**TEXT SHOWN:**
....................

Model Training¶
This comprehensive guide covers everything you need to know about training language models with LLMBuilder, from basic concepts to advanced techniques.
🎯 Training Overview¶
LLMBuilder provides a complete training pipeline that handles:
graph LR
A[Dataset] --> B[DataLoader]
B --> C[Model]
C --> D[Loss Function]
D --> E[Optimizer]
E --> F[Training Loop]
F --> G[Checkpoints]
G --> H[Evaluation]
style A fill:#e1f5fe
style G fill:#e8f5e8
style H fill:#fff3e0
🚀 Quick Start Training¶
Basic Training Command¶
llmbuilder train model \
--data training_data.txt \
--tokenizer ./tokenizer \
--output ./model \
--epochs 10 \
--batch-size 16
Python API Training¶
import llmbuilder as lb
# Load configuration
config = lb.load_config(preset="cpu_small")
# Build model
model = lb.build_model(config.model)

....................

**RECORD LIST:**
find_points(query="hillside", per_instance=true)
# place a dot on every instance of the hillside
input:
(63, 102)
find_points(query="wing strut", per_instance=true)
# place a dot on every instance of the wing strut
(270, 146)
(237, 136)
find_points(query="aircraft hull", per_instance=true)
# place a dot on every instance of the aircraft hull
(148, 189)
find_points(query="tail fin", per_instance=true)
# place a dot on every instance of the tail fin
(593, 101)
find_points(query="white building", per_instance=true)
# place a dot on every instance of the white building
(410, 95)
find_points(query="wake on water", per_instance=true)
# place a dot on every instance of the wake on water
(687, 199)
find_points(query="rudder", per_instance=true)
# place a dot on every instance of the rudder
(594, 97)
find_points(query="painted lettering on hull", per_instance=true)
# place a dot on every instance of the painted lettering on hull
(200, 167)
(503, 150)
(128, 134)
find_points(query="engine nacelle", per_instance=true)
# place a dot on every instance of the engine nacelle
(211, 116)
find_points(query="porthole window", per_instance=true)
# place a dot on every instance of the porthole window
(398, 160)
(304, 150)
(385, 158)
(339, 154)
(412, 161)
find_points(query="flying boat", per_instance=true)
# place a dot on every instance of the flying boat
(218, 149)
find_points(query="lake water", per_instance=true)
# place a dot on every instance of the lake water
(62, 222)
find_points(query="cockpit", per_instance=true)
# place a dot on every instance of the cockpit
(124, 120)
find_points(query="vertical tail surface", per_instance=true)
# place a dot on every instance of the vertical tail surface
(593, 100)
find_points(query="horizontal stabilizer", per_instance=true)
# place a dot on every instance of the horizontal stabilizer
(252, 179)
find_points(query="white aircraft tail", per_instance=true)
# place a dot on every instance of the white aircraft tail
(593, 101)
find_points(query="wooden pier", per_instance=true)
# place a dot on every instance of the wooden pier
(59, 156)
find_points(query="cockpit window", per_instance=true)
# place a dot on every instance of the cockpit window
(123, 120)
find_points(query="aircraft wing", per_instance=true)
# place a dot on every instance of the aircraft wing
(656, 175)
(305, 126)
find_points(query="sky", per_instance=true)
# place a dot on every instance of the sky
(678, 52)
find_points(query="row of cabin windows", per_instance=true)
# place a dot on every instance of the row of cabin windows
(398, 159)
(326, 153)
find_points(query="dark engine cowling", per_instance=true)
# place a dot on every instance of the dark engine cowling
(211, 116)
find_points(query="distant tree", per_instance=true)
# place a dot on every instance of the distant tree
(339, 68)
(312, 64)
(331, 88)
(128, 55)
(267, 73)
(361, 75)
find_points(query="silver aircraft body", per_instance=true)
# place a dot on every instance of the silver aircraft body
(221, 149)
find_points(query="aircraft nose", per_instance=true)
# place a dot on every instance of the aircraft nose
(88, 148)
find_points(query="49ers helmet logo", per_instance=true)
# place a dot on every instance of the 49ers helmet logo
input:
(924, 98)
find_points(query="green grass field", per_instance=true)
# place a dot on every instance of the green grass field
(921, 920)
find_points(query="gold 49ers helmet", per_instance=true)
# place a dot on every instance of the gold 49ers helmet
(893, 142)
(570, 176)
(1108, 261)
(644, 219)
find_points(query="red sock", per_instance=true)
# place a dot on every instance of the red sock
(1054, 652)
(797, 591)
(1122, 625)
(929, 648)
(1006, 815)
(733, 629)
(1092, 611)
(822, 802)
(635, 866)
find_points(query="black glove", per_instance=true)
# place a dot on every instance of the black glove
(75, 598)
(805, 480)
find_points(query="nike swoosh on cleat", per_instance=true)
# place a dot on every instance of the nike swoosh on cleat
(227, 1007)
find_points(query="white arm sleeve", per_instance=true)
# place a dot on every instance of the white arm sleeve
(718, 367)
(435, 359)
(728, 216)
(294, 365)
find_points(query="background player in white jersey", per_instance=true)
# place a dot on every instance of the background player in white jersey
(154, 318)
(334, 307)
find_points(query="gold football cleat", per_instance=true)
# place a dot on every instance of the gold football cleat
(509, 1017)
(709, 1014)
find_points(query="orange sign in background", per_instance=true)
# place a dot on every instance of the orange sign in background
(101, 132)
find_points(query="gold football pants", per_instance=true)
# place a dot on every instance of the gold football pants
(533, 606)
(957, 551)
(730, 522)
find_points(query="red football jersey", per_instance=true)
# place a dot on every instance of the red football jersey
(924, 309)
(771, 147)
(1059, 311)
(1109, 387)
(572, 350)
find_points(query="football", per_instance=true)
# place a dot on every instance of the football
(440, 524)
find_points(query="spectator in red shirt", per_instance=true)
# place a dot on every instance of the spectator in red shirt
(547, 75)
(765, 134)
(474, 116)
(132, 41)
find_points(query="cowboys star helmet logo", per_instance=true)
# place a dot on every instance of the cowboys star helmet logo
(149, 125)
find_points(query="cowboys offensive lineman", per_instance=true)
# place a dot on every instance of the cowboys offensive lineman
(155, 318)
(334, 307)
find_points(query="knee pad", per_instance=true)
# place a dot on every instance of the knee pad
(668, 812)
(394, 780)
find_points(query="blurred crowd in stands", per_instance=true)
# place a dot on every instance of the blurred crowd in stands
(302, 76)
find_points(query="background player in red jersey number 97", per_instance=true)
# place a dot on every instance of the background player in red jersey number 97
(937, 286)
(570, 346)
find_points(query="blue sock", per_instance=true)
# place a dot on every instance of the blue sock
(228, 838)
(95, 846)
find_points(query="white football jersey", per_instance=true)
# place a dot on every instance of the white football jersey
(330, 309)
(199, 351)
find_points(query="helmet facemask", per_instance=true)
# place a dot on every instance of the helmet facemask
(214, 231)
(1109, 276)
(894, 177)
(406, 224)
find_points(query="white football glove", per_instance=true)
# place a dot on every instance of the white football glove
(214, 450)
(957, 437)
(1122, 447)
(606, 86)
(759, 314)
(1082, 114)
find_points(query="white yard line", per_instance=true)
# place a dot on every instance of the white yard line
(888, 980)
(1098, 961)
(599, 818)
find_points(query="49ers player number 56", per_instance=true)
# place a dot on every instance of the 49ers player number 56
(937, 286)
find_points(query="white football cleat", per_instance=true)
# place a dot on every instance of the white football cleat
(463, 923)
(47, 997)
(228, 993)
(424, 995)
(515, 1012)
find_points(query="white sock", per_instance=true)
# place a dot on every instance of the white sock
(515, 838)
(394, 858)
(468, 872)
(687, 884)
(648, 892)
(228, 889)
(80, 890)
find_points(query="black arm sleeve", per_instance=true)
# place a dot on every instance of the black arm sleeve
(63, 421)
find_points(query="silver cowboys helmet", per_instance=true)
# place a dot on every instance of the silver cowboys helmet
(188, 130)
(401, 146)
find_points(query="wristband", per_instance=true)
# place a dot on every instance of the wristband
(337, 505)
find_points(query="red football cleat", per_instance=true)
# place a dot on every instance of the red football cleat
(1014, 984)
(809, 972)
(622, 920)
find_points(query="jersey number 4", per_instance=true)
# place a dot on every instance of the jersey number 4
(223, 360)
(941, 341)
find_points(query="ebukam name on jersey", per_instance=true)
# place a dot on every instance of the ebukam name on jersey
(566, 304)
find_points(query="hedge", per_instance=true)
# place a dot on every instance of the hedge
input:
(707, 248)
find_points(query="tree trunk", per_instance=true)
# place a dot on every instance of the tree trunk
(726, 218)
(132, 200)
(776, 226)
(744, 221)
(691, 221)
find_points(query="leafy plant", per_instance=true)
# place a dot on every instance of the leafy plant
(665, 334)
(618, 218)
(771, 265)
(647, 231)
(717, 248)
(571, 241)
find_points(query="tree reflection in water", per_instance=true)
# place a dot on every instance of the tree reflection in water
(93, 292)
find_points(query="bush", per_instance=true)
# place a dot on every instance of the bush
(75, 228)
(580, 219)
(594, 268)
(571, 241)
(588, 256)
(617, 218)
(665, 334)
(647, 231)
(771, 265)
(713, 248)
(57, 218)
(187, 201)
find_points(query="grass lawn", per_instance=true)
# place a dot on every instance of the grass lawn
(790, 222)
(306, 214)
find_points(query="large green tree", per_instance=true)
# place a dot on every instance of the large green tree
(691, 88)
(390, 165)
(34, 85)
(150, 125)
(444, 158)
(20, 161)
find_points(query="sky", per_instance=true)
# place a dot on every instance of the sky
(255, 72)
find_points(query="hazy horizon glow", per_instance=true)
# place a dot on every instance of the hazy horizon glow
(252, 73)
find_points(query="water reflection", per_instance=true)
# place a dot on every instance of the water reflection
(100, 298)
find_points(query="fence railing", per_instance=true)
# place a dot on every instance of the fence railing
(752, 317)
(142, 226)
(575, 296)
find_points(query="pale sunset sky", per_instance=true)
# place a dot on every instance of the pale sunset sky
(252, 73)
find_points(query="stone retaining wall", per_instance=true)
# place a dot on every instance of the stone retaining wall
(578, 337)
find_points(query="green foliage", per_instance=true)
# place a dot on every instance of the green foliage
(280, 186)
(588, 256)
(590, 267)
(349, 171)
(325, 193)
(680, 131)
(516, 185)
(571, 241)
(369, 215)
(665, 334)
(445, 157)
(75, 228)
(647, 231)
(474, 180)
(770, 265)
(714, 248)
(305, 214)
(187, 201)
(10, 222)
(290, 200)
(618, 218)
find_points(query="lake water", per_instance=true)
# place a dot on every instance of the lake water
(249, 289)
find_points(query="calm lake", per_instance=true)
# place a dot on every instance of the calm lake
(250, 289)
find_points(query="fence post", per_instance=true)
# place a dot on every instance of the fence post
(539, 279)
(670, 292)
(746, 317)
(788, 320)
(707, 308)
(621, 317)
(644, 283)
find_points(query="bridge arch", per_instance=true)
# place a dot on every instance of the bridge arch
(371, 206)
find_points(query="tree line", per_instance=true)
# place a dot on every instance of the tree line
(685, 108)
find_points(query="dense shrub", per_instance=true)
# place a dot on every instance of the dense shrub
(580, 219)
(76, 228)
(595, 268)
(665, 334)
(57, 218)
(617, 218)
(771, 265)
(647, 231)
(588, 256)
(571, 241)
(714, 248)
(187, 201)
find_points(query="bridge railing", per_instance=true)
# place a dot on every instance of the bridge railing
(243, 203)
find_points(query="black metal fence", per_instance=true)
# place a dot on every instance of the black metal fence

....................

**REQUIRED WORK:**
1. In the LLMBuilder training guide, which preset does the Python API example load for its configuration?
2. Write the next part of the LLMBuilder training guide, picking up right after its last line of code.

**SOLVED PROBLEMS:**
1. The "cpu_small" preset.

2.
# Prepare dataset
from llmbuilder.data import TextDataset
dataset = TextDataset("training_data.txt", block_size=config.model.max_seq_length)
# Train model
results = lb.train_model(model, dataset, config.training)
Small-Dataset Workflow (Model_Test example)¶
For tiny datasets (hundreds of tokens), use the bundled example for stable training and easy generation. It uses small-friendly settings (e.g., block_size=64, batch_size=1).
# Train on the included cybersecurity texts in Model_Test/
python docs/train_model.py --data_dir ./Model_Test --output_dir ./Model_Test/output \
--epochs 5 --batch_size 1 --block_size 64 --embed_dim 256 --layers 4 --heads 8 \
--prompt "Cybersecurity is important because"
# Generate again later without retraining
python -c "import llmbuilder; print(llmbuilder.generate_text(\
model_path=r'.\\Model_Test\\output\\checkpoints\\latest_checkpoint.pt', \
tokenizer_path=r'.\\Model_Test\\output\\tokenizer', \
prompt='what is Cybersecurity', max_new_tokens=80, temperature=0.8, top_p=0.9))"
Outputs are saved to:
Model_Test/output/tokenizer/
Model_Test/output/checkpoints/
(contains latest and epoch checkpoints)
Full Example Script: docs/train_model.py
¶
"""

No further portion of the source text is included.